Stored items:
##############################

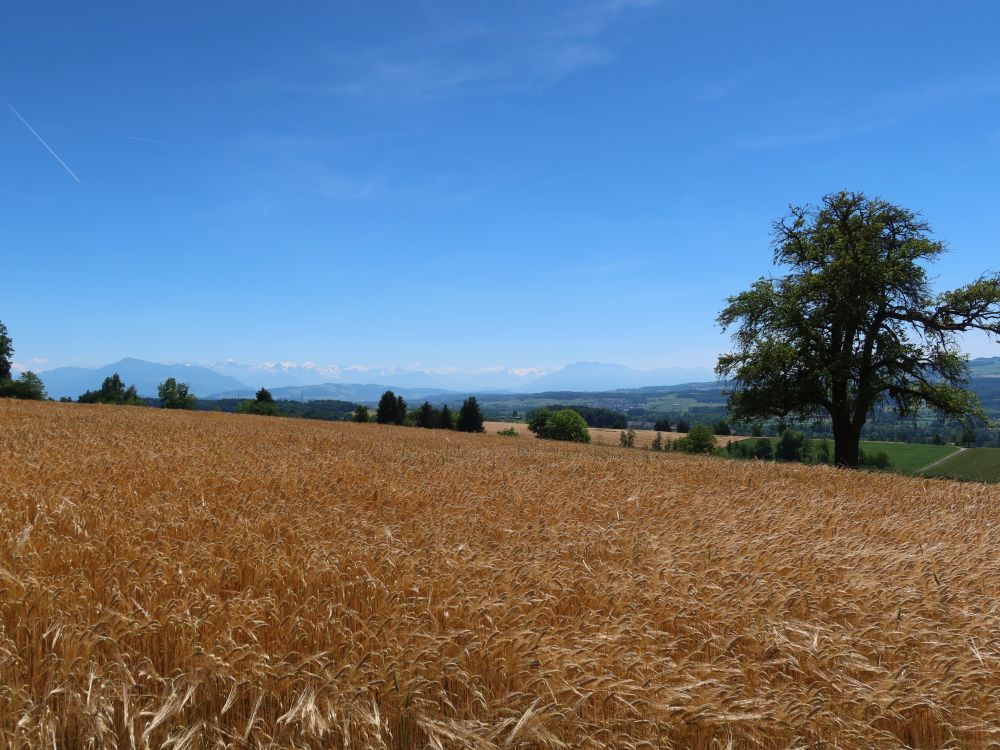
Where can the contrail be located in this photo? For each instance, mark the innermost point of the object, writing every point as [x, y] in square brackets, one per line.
[42, 141]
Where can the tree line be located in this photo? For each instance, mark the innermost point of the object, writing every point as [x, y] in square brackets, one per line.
[392, 410]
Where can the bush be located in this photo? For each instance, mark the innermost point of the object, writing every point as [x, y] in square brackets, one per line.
[263, 408]
[113, 391]
[879, 460]
[176, 395]
[427, 416]
[28, 387]
[792, 445]
[391, 409]
[699, 439]
[470, 417]
[565, 424]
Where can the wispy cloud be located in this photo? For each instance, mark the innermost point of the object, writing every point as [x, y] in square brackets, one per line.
[42, 141]
[885, 112]
[515, 51]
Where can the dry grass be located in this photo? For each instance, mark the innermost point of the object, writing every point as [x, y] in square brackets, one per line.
[201, 580]
[605, 436]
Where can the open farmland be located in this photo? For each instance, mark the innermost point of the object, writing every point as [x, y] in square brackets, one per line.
[194, 580]
[607, 436]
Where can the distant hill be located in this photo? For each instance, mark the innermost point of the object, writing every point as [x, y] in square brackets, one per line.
[985, 367]
[354, 392]
[598, 376]
[145, 376]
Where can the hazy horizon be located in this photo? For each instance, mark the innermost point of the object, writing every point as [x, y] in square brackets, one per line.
[462, 185]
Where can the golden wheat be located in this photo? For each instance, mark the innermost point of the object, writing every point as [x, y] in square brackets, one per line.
[205, 580]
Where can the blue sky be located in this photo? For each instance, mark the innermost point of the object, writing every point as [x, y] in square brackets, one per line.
[462, 184]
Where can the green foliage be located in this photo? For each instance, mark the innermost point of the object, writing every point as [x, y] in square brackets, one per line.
[793, 446]
[974, 464]
[876, 460]
[113, 391]
[28, 387]
[263, 408]
[428, 417]
[470, 417]
[854, 326]
[174, 395]
[564, 424]
[595, 416]
[761, 449]
[699, 439]
[391, 409]
[538, 418]
[6, 352]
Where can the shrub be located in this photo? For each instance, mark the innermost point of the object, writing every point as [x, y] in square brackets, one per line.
[391, 409]
[698, 440]
[565, 424]
[28, 387]
[470, 417]
[879, 460]
[176, 395]
[113, 391]
[263, 408]
[427, 416]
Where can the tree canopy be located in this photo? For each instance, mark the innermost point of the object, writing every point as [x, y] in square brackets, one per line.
[6, 352]
[176, 395]
[391, 409]
[563, 424]
[113, 391]
[853, 327]
[470, 417]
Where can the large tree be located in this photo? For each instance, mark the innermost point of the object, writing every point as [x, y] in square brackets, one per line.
[6, 352]
[853, 327]
[470, 416]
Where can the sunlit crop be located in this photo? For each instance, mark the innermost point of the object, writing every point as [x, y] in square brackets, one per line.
[206, 580]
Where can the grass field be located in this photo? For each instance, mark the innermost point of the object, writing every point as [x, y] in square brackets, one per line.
[906, 458]
[975, 464]
[602, 436]
[194, 580]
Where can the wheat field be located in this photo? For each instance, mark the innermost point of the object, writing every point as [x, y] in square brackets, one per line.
[181, 580]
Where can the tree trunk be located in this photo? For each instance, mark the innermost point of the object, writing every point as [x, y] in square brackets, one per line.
[846, 449]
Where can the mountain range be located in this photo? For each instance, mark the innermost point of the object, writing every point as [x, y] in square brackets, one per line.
[298, 382]
[306, 382]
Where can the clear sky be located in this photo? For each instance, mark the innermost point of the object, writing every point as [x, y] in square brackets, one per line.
[461, 184]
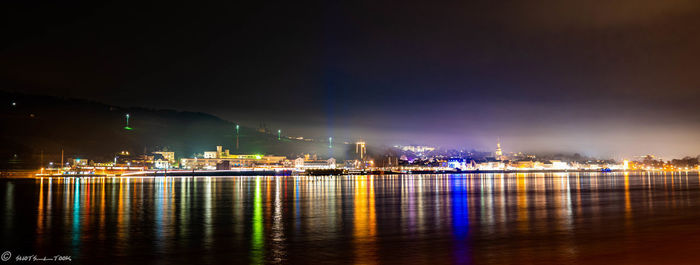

##############################

**INSTRUCTIONS FOR THE TASK**. Which rows above contain the word "wheat"? List each of them, copied in full.

**FINISHED TASK**.
Where can the golden wheat be located in this photo? For each instance, mark the innermost point of the object, writing every point as [x, y] in square brackets, one per line.
Where can the wheat field be located in this photo? For each instance, mark the innermost point of the object, writing every point as [x, y] in square brackets, one per line.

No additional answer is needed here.